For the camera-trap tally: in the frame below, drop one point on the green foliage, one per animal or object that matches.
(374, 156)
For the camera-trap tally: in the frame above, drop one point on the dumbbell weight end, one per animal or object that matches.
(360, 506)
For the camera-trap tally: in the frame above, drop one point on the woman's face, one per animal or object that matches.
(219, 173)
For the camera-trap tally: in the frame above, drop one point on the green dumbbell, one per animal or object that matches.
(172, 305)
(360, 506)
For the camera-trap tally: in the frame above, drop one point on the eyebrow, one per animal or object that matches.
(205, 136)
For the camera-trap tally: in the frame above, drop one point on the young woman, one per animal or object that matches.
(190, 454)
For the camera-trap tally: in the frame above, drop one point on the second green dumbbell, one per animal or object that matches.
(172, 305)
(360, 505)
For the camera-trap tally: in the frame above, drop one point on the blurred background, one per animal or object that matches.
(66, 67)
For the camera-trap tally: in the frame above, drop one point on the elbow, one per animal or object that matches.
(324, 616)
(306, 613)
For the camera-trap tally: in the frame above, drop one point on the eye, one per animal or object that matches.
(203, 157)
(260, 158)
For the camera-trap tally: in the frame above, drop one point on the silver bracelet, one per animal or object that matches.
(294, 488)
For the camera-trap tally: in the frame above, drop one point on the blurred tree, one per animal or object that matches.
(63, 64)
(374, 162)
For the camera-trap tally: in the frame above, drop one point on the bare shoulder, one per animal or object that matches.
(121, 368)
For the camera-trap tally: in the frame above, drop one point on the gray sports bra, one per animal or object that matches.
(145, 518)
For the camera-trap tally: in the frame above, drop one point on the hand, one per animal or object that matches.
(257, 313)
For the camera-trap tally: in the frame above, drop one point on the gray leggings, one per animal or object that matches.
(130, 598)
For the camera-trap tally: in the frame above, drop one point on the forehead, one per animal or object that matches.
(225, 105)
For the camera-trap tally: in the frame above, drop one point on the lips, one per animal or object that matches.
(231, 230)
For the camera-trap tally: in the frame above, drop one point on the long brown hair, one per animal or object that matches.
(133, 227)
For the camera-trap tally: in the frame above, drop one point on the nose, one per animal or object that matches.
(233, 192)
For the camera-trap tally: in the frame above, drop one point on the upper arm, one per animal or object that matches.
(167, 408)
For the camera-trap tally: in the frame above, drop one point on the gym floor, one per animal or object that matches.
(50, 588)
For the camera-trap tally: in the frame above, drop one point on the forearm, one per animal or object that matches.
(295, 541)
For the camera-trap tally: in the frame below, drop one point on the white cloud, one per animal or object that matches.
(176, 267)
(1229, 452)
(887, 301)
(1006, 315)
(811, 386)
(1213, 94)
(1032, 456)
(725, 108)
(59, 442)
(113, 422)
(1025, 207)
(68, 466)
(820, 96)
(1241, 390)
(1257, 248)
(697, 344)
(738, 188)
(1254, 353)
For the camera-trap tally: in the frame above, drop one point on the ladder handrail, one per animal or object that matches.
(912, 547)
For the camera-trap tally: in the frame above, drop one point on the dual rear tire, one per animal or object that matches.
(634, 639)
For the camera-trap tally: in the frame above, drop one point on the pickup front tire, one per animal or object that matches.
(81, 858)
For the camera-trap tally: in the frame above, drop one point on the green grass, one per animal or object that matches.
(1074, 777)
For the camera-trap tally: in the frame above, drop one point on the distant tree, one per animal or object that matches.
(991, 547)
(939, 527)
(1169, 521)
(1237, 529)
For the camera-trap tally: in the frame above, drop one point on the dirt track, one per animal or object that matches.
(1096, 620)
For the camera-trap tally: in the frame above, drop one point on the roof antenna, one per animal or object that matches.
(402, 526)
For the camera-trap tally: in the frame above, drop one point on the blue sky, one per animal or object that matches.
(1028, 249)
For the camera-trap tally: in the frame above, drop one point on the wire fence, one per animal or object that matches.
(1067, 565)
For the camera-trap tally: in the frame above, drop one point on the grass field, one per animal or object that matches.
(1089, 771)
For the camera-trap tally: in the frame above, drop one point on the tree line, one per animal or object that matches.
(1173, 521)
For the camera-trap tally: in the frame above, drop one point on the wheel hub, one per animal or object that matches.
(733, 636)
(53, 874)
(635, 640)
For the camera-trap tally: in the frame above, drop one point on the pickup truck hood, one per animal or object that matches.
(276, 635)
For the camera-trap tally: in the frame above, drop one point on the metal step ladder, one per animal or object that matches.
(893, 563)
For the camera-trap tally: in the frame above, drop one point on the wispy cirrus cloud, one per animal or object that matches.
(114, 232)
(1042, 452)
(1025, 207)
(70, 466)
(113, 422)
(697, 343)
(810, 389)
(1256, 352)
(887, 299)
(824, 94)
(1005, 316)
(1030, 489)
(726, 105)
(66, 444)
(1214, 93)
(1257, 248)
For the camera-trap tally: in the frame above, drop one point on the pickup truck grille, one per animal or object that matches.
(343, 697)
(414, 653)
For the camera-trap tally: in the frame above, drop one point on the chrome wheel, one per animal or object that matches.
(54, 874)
▬▬▬▬▬▬▬▬▬▬
THE PROBLEM -> Send back every record, precisely as written.

EXERCISE ANSWER ->
For the camera-trap tally: in the frame below, drop one point on the green foliage, one per animal or object that matches.
(374, 156)
For the camera-trap tally: in the frame above, drop one point on the dumbbell weight end, one per animal or object that matches.
(360, 506)
For the camera-trap tally: in the frame above, drop one point on the woman's face, one per animal or object that matches.
(219, 173)
For the camera-trap tally: in the frame above, drop one point on the green dumbbell, one per animal or object that matches.
(172, 305)
(360, 506)
For the camera-trap tally: in the frame above, drop one point on the eyebrow, one per animal or object that matches.
(205, 136)
For the camera-trap tally: in the frame above, drop one point on the young woman, one per animal or object that matches.
(190, 454)
For the camera-trap tally: in the frame above, drop one point on the second green dumbbell, one per animal or object that matches.
(172, 305)
(360, 505)
For the camera-trap tally: in the frame above, drop one point on the blurred background, one per animal or object that matches.
(66, 67)
For the camera-trap tally: in the frame above, drop one point on the elbow, one per animal or object that matches.
(324, 616)
(306, 613)
For the camera-trap tally: in the frame above, drop one point on the eye, one per animal or object that matches.
(203, 157)
(260, 158)
For the camera-trap tally: in the frame above, drop one point on the silver bracelet, one per animal or object that matches.
(294, 488)
For the camera-trap tally: in the frame above, drop one point on the blurred tree, one per animal or object that matches.
(63, 64)
(374, 162)
For the camera-trap tally: in the frame above, drop one point on the bare shoulder, one per animal or object that matches.
(121, 368)
For the camera-trap tally: in the frame above, drop one point on the gray sports bra, one per animal or object that matches.
(145, 518)
For the camera-trap tally: in the frame above, drop one point on the hand, one per animal or object that matches.
(257, 313)
For the camera-trap tally: in the frame above, drop one point on the gray leggings, one per animal or object that matches.
(130, 598)
For the camera-trap tally: in the frame above, drop one point on the forehead, one per animal or object that matches.
(225, 105)
For the camera-trap tally: in the frame above, drop one point on the lips, one per animal or object that matches.
(231, 230)
For the camera-trap tally: in the frame above, drop one point on the long brown hair, one per animal or object that matches.
(133, 227)
For the camera-trap tally: in the frame above, drop one point on the nose, one per animal or object that matches.
(233, 192)
For the camera-trap tally: in the frame above, drop one point on the upper arm, one per animal or object that matches.
(167, 408)
For the camera-trap tally: in the frame above, drop one point on the gym floor, one per animal or object that matches.
(50, 588)
For the camera-trap tally: in the frame above, drop one point on the forearm, one per animal or object that matches.
(295, 541)
For the camera-trap tally: in the frame below, drop one point on the white cloud, one per animal or object that matches.
(176, 267)
(1229, 452)
(887, 301)
(1006, 315)
(811, 386)
(1213, 94)
(1032, 456)
(725, 108)
(59, 442)
(113, 422)
(1025, 207)
(68, 466)
(820, 96)
(1241, 390)
(1257, 248)
(697, 344)
(738, 188)
(1254, 353)
For the camera-trap tally: in the frame above, drop one point on the ladder handrail, one per animal or object that matches.
(912, 547)
For the camera-trap tally: in the frame above, drop one point on the dual rear tire, one per animal or object that matches.
(634, 639)
For the camera-trap tally: in the frame above, drop one point on the pickup front tire, one per animal or object that matches.
(81, 858)
For the camera-trap tally: in the frame above, drop one point on the green grass, one per animal or object that matches.
(1074, 777)
For the camera-trap tally: in the frame above, drop one point on the distant tree, one per animal or object that matches.
(991, 547)
(939, 527)
(1169, 521)
(1237, 529)
For the camera-trap tally: in the frame above, drop one point on the dirt track, one per animal or object that matches.
(1096, 620)
For the camera-trap tally: in the frame above, drop one point on the roof antenna, one per animal or object that matches.
(402, 526)
For the camera-trap tally: in the frame above, drop one point on the blue sky, one per animal or object that matches.
(1028, 249)
For the camera-trap tally: in the frame above, drop one point on the wire fence, one per animal or object that matches.
(1067, 565)
For the camera-trap tally: in the frame above, drop one point on the grass field, one per animal or object that matches.
(1089, 771)
For the camera-trap tally: in the frame above, drop one point on the tree line, one per animal or object that matches.
(1173, 521)
For the camera-trap tally: in the frame above, drop one point on the wheel hub, one per animal or object that matches.
(733, 636)
(53, 874)
(635, 640)
For the camera-trap tally: in the frame above, drop one point on the pickup truck hood, one per animal or object that matches.
(276, 635)
For the camera-trap tally: in the frame above, drop one point on the metal step ladder, one per animal or object that matches.
(893, 563)
For the camera-trap tally: in the frame above, drop one point on the wispy cirrus cloud, one per animal or object that matches.
(114, 232)
(1042, 452)
(1025, 207)
(70, 466)
(113, 422)
(697, 343)
(810, 389)
(1256, 352)
(887, 299)
(824, 94)
(1005, 316)
(1030, 489)
(726, 105)
(66, 444)
(1214, 93)
(1257, 248)
For the camera-trap tally: in the frame above, drop one point on the pickup truck grille, one per animal or object that matches.
(343, 697)
(414, 653)
For the camera-trap tally: in the frame above, drop one point on the chrome wheel, one per animal or object that matches.
(54, 874)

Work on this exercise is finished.